═══ RECORDS FOR PROCESSING ═══

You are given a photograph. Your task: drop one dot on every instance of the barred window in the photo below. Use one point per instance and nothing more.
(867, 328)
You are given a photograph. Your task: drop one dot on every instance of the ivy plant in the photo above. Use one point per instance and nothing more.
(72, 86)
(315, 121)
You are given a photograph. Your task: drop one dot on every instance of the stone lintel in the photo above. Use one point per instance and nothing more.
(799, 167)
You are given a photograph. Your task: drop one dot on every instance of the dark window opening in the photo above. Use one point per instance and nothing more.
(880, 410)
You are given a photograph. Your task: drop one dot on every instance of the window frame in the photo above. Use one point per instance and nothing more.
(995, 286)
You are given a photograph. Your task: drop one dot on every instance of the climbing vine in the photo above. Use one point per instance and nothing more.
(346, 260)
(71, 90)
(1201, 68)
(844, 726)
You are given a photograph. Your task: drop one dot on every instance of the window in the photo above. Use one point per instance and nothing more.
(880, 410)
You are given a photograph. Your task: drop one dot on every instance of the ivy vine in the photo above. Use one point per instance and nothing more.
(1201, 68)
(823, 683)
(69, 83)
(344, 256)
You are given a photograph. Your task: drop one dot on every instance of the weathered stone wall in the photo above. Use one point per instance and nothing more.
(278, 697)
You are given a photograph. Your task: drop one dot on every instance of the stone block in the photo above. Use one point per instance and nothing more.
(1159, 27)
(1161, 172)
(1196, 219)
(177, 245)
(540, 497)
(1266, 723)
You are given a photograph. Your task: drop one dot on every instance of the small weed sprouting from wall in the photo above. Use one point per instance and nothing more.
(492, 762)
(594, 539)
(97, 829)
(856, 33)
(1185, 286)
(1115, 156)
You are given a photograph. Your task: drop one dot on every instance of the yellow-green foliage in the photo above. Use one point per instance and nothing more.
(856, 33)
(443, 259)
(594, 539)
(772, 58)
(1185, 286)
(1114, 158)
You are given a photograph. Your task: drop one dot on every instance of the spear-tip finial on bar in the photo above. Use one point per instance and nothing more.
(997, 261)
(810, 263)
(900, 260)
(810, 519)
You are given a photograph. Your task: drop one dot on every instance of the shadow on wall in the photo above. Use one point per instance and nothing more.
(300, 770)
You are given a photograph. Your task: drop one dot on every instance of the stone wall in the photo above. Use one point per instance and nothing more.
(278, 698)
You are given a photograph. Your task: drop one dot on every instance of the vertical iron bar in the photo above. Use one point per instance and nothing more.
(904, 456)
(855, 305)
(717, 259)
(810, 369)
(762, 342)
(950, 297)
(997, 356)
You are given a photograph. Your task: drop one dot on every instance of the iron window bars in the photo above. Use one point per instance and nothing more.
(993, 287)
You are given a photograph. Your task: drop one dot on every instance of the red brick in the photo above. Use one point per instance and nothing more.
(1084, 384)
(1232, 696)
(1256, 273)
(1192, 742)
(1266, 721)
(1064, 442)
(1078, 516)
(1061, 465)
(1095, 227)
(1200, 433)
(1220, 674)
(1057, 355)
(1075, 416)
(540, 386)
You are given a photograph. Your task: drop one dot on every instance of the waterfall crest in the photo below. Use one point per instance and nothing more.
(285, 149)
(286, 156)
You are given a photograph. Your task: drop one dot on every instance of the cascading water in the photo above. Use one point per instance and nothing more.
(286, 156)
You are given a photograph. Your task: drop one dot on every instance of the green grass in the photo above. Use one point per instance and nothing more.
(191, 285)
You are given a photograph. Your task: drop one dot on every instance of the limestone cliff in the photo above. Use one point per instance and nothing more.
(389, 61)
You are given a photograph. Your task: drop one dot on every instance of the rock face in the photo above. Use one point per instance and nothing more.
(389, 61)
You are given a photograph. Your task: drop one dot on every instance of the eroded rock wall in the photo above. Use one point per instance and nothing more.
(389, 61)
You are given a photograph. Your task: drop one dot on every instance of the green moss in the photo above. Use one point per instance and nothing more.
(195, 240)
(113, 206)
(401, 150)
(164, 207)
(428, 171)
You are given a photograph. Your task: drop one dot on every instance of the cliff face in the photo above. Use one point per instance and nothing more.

═══

*WRITTEN INSTRUCTION:*
Write out all of the lines above word for word.

*TASK ANSWER:*
You are given a photograph. Your task: drop one dot on every instance of the barred window in the photo below. Use one point per instance and nothing more.
(867, 328)
You are given a photograph. Your task: drop one dot on every instance of the ivy plant in the photo above. Use one point per instance and nothing more.
(72, 86)
(315, 121)
You are given a photograph. Your task: drop one dot on every instance of the stone lintel in the photo above. Use one point per instance and nothing more.
(799, 167)
You are given a photograph. Your task: drop one dot on every instance of the dark window opening in the photo above. Use one point per instance and nothing more.
(880, 410)
You are given a photograph. Your task: drop one dot on every instance of the window frame in the photo above. Use one point per instance and nothing more.
(995, 286)
You are given a photograph. Your task: drop one dot on every instance of the climbing vine in the photo above. Use one point per instance and nothing more.
(346, 260)
(71, 90)
(1201, 68)
(844, 726)
You are given a photograph. Your task: drop one dot on every instance of the window in the photo above. Use one point per instance and nothing more.
(880, 410)
You are given a photograph. Your task: drop one dot on every instance of the ivy vine in the photo above. Use one point per instance and nothing more.
(1201, 68)
(823, 683)
(69, 83)
(344, 256)
You are given a photograph. Your task: drop one dot on every instance of the weathered stone wall in the photo above. Use one point per instance and nothing more.
(278, 697)
You are given a photograph. Your task: drop one dot on every instance of the stone block in the photo above. Use one point per instance and nothing more.
(1159, 27)
(1161, 172)
(1196, 219)
(177, 245)
(540, 497)
(1266, 723)
You are given a photograph. Your task: drop one dot on every instance of the small weed sprouting from wall in the photo above. Use one point per instance and nothing more.
(492, 762)
(594, 539)
(97, 829)
(856, 33)
(1185, 286)
(1115, 156)
You are given a photograph. Your task: drop one dot on every instance of the yellow-green foliage in the photo above. Use one point per instance and nothing more.
(856, 33)
(443, 259)
(594, 539)
(772, 58)
(1185, 286)
(1114, 158)
You are given a photograph. Your task: drop one dot on every instance of the spear-tip finial on bar in the photo above. Use one point per instance and nothing more.
(997, 261)
(810, 263)
(900, 260)
(810, 519)
You are given a photograph. Your task: drop one dot on every instance of the shadow on wall in the photo above. Use one point per instance and nothing more.
(300, 770)
You are given a photograph. Your task: drop one dot on every instance of the stone wall in the photo above. Use one point per instance and nothing more.
(278, 698)
You are given a photograph. Your task: drop one dot on every instance of the vertical iron bar in the photo above. Use one point per instance and nothing more.
(904, 456)
(855, 305)
(717, 259)
(810, 369)
(762, 342)
(950, 297)
(997, 356)
You are given a photograph. Your task: drop one dot on every instance of the iron window bars in the photo above. Use one point per instance and nothing more.
(993, 287)
You are given a photograph. Your task: drop one dot on every instance of the red brick in the photo above. Use one point per instance and nothing more.
(1084, 384)
(1232, 696)
(1256, 273)
(1192, 742)
(1266, 721)
(1064, 442)
(1078, 516)
(1061, 465)
(1095, 227)
(1200, 433)
(1220, 674)
(1057, 355)
(1075, 416)
(540, 386)
You are given a photograph. Your task: drop one dot on every instance of the waterfall crest in the photo below. Use one point per instance and nothing more.
(285, 149)
(286, 156)
You are given a photograph. Your task: drop one dot on every instance of the cascading water in the photo above. Use one point per instance and nothing more.
(286, 156)
You are given a photograph. Your task: drop one dot on every instance of the green grass in the photo above. Use one point per instance and nothing more.
(191, 285)
You are given a photograph. Your task: drop one dot on every instance of the limestone cliff in the photo above. Use one point per instance and nothing more.
(389, 61)
You are given a photograph. Your task: drop one dot on every instance of the rock face in the photo above. Use one point per instance and nothing more.
(389, 61)
You are given a photograph. Your task: drop one dot on every instance of the eroded rock wall in the photo above. Use one point per instance and nothing more.
(389, 61)
You are given a photograph. Your task: drop one dot on every instance of the green moss in the photo above. Use one point per instance and nothing more.
(195, 240)
(113, 206)
(401, 150)
(164, 207)
(428, 171)
You are given a photograph. Your task: drop one dot on every instance of the cliff face in the photo above. Use one point per instance and nothing more.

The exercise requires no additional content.